### Extracted text
The fourth strategic goal in Queen’s recently approved speaks to the importance of strengthening the University’s presence globally: “developing and implementing a comprehensive, equity-focused and integrated program of global engagement that includes active, strategic partnerships, enhanced student and faculty mobility, and teaching and learning reform oriented toward a pluralistic and culturally relevant global environment.
That orientation – not just to the globe but to the pluralistic, diverse and heterogeneous cultures and worlds that comprise it- – is essential for any university worthy of the name. It was the inclusion of students and scholars from multiple countries that in 11th-century Europe saw monastic schools evolve into studia generalia and then into the earliest universities. Notwithstanding COVID-19 and the rise of parochialism and nationalism in our own time, the global mission of higher education continues to deepen. Rapid digital communication has superseded easy jet travel as the main driver of this trend, which understands that the community of teachers and scholars comprising the academy cannot be contained in a single campus or country, and that its work will legitimately be done in and through a very diverse array of national and culturally distinct institutional types. Here at Queen’s, our fourth strategic goal is essentially to be a more effective, collaborative, and responsive participant in that global project of learning and discovery.

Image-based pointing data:

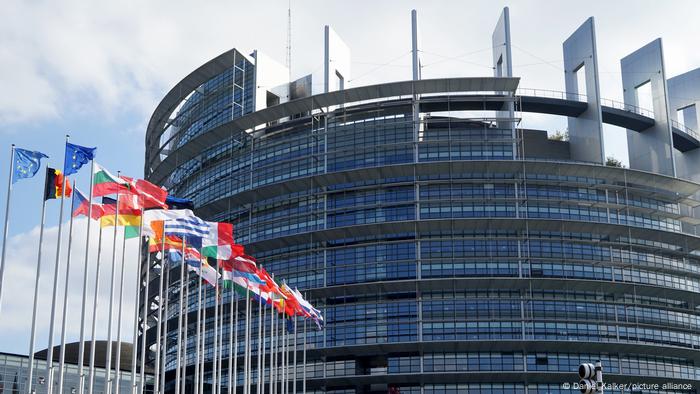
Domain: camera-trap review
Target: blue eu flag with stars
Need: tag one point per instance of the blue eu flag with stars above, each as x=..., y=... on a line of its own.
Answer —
x=25, y=164
x=76, y=157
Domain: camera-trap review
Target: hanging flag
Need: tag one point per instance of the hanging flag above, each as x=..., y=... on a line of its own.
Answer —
x=147, y=194
x=76, y=156
x=81, y=206
x=53, y=185
x=191, y=229
x=179, y=203
x=192, y=256
x=205, y=271
x=270, y=285
x=156, y=244
x=161, y=215
x=241, y=284
x=244, y=264
x=129, y=218
x=312, y=312
x=105, y=183
x=218, y=243
x=26, y=164
x=229, y=270
x=290, y=306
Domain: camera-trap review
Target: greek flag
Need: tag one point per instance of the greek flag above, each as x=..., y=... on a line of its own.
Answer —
x=192, y=229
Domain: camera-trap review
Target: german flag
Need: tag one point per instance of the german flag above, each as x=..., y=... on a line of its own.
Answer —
x=53, y=187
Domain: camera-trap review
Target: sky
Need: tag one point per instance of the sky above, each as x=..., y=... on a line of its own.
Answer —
x=96, y=70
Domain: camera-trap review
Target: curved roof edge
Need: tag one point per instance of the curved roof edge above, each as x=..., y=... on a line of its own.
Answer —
x=186, y=85
x=339, y=97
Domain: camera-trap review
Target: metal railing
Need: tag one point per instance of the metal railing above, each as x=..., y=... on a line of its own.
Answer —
x=687, y=130
x=555, y=94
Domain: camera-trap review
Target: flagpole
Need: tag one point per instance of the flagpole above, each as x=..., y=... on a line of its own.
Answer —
x=32, y=337
x=144, y=314
x=108, y=361
x=258, y=386
x=179, y=318
x=81, y=346
x=186, y=327
x=204, y=330
x=7, y=219
x=272, y=346
x=235, y=345
x=285, y=354
x=261, y=374
x=160, y=314
x=216, y=331
x=221, y=343
x=56, y=275
x=231, y=355
x=117, y=363
x=91, y=374
x=164, y=328
x=246, y=360
x=303, y=387
x=62, y=357
x=199, y=328
x=294, y=367
x=134, y=388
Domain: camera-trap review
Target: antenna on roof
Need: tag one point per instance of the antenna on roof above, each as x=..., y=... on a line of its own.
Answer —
x=289, y=40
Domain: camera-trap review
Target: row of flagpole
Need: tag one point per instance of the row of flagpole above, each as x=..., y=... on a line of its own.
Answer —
x=288, y=302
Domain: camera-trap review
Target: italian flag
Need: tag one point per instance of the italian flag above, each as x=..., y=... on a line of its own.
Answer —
x=219, y=243
x=105, y=183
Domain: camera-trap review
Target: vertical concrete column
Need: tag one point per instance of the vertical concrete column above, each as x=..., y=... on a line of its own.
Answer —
x=336, y=61
x=684, y=97
x=651, y=149
x=500, y=40
x=414, y=45
x=503, y=67
x=586, y=130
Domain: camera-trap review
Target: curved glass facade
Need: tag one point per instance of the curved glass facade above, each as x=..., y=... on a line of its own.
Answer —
x=445, y=261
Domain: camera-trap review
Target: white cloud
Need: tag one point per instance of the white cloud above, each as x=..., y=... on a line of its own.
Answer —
x=19, y=286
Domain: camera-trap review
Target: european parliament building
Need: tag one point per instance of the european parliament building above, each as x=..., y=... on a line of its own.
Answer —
x=450, y=248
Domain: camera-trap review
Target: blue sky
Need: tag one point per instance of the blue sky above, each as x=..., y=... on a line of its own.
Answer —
x=96, y=70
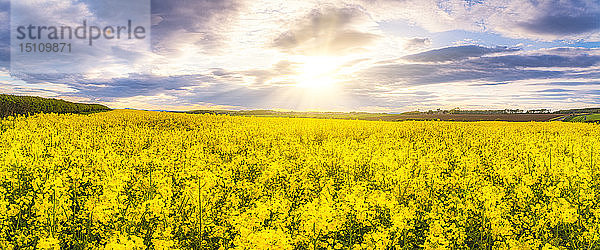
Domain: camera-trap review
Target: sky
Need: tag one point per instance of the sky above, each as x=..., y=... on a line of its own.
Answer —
x=353, y=55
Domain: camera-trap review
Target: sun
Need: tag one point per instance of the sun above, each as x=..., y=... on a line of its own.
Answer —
x=316, y=72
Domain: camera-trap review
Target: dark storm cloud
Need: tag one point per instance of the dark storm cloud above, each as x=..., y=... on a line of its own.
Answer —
x=328, y=31
x=456, y=53
x=495, y=70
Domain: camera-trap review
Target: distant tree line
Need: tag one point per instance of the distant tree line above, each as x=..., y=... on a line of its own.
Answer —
x=507, y=111
x=11, y=105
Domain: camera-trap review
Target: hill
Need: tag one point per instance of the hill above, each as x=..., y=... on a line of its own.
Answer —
x=11, y=105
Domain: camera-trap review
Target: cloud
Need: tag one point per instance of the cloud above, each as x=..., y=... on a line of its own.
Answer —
x=536, y=19
x=200, y=22
x=467, y=67
x=456, y=53
x=416, y=43
x=563, y=25
x=328, y=31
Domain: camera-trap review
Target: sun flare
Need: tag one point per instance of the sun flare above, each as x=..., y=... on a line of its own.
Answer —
x=318, y=72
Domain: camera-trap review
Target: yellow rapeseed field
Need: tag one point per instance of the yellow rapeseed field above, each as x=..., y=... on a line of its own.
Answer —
x=139, y=180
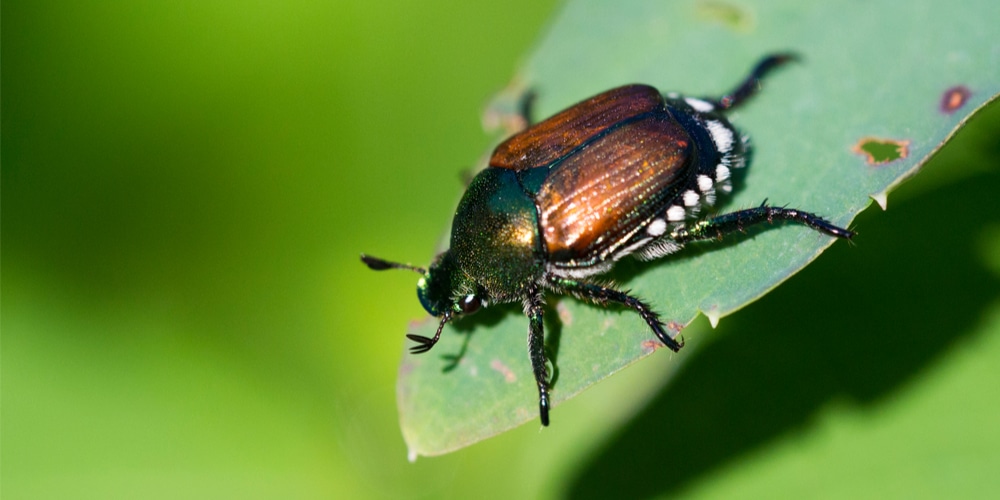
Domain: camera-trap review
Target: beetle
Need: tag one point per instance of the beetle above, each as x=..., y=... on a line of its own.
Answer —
x=626, y=172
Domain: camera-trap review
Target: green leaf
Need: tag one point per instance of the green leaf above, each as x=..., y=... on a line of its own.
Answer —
x=880, y=88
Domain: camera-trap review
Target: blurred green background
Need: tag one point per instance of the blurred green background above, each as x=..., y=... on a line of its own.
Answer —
x=187, y=187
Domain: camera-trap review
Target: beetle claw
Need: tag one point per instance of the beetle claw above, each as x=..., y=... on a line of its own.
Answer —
x=425, y=343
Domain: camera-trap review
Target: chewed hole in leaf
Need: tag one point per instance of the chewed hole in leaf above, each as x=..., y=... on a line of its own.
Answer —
x=879, y=151
x=954, y=98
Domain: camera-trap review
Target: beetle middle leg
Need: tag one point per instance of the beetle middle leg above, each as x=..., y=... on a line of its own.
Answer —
x=602, y=295
x=719, y=226
x=534, y=304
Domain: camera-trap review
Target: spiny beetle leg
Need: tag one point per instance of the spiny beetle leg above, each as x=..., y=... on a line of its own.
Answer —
x=424, y=343
x=719, y=226
x=534, y=309
x=602, y=295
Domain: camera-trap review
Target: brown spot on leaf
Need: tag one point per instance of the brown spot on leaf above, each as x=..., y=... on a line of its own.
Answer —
x=954, y=98
x=732, y=16
x=879, y=151
x=651, y=345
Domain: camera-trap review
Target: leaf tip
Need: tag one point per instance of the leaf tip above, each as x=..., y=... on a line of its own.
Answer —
x=882, y=198
x=713, y=317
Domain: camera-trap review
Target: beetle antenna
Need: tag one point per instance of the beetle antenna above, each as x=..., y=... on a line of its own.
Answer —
x=377, y=264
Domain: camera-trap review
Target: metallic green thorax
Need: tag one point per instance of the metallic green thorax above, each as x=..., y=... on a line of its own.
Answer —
x=495, y=248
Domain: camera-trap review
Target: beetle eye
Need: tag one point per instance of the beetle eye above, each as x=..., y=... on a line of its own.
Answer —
x=470, y=304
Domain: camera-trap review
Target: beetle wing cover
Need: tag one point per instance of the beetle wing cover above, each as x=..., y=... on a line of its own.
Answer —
x=595, y=202
x=549, y=140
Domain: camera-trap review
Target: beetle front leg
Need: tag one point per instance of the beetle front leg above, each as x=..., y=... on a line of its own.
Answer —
x=719, y=226
x=601, y=295
x=534, y=308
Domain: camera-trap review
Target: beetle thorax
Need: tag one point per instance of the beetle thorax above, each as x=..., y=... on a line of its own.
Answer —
x=494, y=238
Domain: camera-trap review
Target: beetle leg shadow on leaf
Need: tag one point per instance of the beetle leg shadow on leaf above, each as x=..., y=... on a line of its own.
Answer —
x=467, y=325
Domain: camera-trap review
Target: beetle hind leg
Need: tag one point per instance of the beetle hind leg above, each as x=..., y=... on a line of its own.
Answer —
x=534, y=308
x=602, y=295
x=751, y=84
x=740, y=220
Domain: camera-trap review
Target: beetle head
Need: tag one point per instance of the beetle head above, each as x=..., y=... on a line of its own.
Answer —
x=445, y=290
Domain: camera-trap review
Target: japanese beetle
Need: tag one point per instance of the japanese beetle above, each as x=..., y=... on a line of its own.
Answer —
x=626, y=172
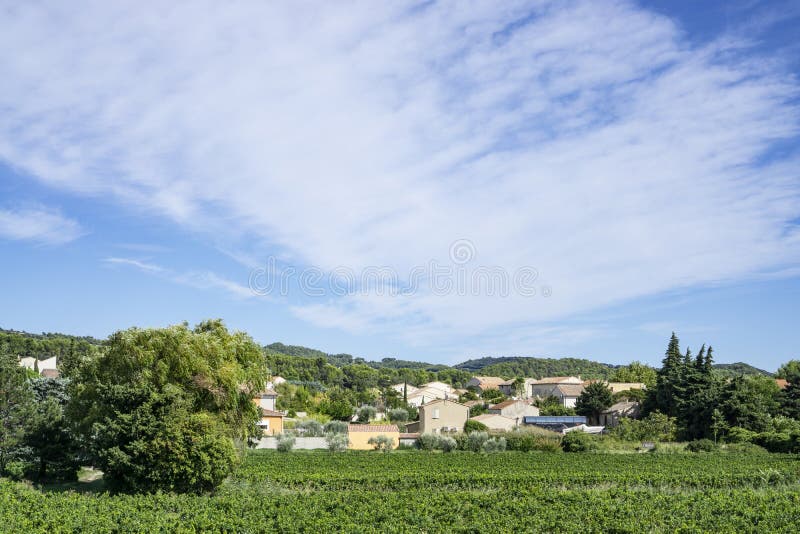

### Work instruction A
Output, word for word, the part of the passage on Queen's global engagement that opens with the words containing "The fourth strategic" and closes with "relevant global environment.".
### Work instruction B
Pick up the passage on Queen's global engagement where it stops and continue writing it.
The entries come from a different source than the text.

### Response A
The fourth strategic goal in Queen’s recently approved speaks to the importance of strengthening the University’s presence globally: “developing and implementing a comprehensive, equity-focused and integrated program of global engagement that includes active, strategic partnerships, enhanced student and faculty mobility, and teaching and learning reform oriented toward a pluralistic and culturally relevant global environment.

### Response B
The proliferation of online learning during the pandemic has caused experts to wonder about the future of internationalization in higher education, in particular the central role of student mobility in that process. It is certainly doubtful that in the immediate future we will see the number of students travelling internationally for their education return to pre-COVID levels – UNESCO put the global figure at 5.3 million in 2017 – but that doesn’t mean the need for universities to be globally engaged will be any less important. It also doesn’t mean universities and the students who might travel to study in them now regard the in-person experience as any less important.
Earlier this year, watching the global academy rally in support of Afghan students and scholars – observing how often bold words have been underwritten by equally bold measures to ensure scholars at risk can continue their work in safety – I have been struck by the importance of shared space in human development. Notwithstanding the benefits to be derived from making Queen’s open to the world virtually, it remains critical that we be open physically to those who will learn from us as much as we will learn from them. At a time of unprecedented migration around the globe, we have an ethical obligation as well as an academic incentive to welcome the world to Queen’s.